● **Data provided**

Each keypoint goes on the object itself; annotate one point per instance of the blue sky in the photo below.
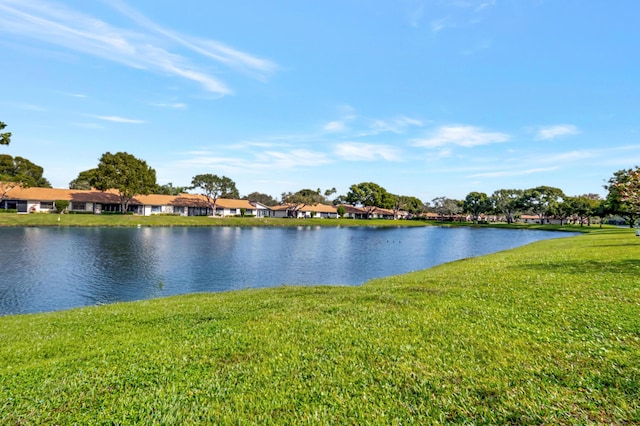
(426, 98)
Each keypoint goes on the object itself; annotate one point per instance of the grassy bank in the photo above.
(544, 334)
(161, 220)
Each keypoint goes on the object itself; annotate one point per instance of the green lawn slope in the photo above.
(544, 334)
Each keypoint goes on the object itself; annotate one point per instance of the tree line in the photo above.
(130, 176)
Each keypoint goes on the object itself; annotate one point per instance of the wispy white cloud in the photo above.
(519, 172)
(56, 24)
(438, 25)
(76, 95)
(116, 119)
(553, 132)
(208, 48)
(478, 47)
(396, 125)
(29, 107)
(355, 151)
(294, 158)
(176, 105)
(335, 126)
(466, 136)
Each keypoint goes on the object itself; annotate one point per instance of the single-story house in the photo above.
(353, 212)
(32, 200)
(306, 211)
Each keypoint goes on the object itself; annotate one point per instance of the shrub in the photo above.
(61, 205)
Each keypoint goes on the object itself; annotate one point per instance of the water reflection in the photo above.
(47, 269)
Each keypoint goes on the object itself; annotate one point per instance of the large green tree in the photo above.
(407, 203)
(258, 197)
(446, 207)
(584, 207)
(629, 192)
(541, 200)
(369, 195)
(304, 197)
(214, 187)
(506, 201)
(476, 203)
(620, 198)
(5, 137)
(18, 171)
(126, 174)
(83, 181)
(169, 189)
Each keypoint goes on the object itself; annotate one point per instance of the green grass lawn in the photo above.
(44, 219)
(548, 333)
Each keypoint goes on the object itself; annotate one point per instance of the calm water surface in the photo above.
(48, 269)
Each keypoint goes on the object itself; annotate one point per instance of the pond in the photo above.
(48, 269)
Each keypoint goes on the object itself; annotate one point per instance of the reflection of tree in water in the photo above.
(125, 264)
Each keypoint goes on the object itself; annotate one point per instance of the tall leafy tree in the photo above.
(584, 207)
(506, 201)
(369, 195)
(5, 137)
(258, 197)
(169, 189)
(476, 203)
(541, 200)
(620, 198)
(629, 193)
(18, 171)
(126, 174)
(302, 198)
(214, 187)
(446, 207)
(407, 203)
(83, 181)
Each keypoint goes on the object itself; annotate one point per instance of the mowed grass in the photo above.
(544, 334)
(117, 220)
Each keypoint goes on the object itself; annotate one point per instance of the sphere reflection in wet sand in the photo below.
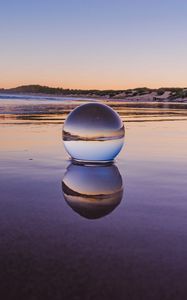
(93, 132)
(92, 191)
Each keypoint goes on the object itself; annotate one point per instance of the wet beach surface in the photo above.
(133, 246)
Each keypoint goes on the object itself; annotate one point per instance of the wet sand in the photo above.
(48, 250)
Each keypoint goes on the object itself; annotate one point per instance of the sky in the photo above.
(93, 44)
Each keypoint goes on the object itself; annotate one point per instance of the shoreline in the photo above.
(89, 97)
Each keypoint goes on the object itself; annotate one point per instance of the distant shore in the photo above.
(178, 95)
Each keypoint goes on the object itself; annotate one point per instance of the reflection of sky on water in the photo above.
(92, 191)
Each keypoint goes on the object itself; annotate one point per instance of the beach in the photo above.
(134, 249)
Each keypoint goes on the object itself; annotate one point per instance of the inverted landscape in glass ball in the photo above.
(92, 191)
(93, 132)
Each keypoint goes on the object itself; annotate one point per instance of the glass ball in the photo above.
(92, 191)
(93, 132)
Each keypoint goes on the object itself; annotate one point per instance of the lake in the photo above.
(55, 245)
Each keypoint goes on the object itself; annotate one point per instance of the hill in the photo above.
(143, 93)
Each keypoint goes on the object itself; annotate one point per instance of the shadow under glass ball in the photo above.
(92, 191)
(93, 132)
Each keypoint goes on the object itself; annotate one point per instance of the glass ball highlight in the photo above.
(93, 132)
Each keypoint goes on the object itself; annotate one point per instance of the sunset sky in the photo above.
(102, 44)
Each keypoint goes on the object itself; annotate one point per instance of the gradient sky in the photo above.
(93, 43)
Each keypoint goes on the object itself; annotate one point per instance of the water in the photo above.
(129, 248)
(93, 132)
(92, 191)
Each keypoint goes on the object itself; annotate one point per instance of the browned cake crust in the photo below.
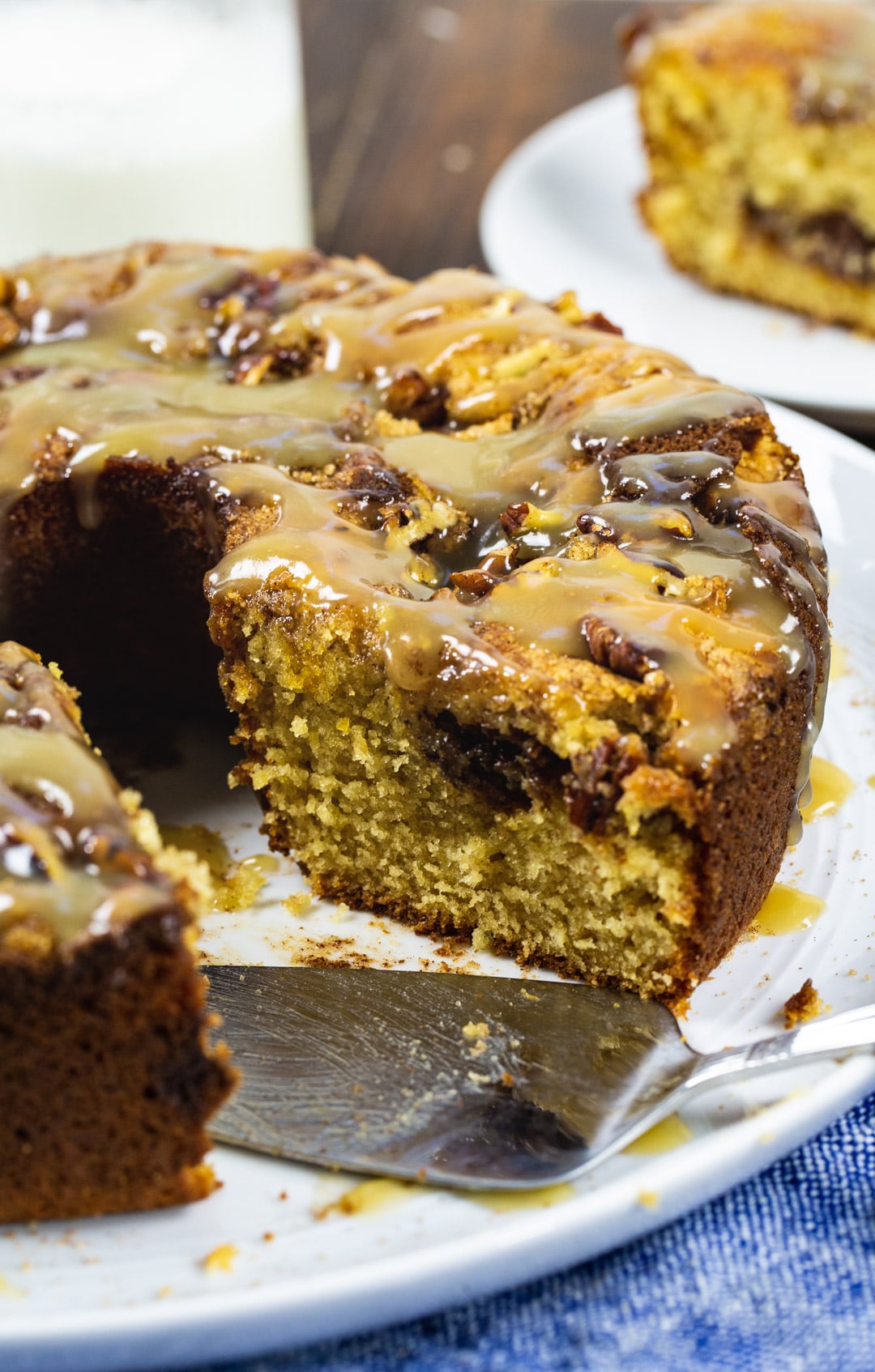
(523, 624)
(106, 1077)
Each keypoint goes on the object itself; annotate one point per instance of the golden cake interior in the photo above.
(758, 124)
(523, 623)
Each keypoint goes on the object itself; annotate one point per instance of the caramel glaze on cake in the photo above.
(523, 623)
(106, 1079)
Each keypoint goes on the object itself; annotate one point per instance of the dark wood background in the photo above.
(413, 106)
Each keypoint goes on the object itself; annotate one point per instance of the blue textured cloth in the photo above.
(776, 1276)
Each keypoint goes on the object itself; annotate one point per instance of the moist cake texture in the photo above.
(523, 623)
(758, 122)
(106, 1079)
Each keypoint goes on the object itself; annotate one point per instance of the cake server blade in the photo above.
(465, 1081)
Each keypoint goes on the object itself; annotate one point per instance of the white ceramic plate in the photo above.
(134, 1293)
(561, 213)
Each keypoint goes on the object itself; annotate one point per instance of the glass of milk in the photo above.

● **Task requirements**
Omit the pictures and write out the lines above from the one with "sunset sky in the photo above." through the last, unchanged.

● **Response to this task**
Each keypoint goes on the object itself; annotate one point per instance of the sunset sky in the photo above.
(102, 44)
Each keypoint goes on the object itself; annotate one point per instance of the gradient sky in the photo above.
(93, 43)
Each keypoint goes on the object itself; annotate one point per instance of the water in the photo above.
(129, 248)
(93, 132)
(92, 191)
Each keypoint goes on the object itself; annotate one point per instance of the browned cake crust in the photo below.
(523, 624)
(106, 1077)
Each keypoint goes on the object itself; annotate one point per instance of the golden cake interior in the photo above.
(758, 124)
(523, 623)
Each keypoint goes on the object itself; annotate one point per instance of the caramel glaze on cake in the photo above.
(523, 623)
(106, 1079)
Each keypoint goes on the object itself; annotate one point per instance of the dark wood background in the photo above.
(413, 106)
Each keypoint goes on the object itself; annotate one point per instance of the blue textured cloth in the photo above.
(776, 1276)
Each keypoint goes on the object itself; annotate one point per instance of the moist cake texture in the photo above.
(523, 623)
(758, 122)
(106, 1079)
Each keypoint goes on the object itself; annotate one point per instance of the cake server blade in the photo above.
(465, 1081)
Each keypoint goes on the object itself; annotate one point per instance of the white ceramic plate in the photo above.
(134, 1293)
(561, 213)
Each keypoint goes on the object itself; annotate one point per instance of the glass of milk in the photo above.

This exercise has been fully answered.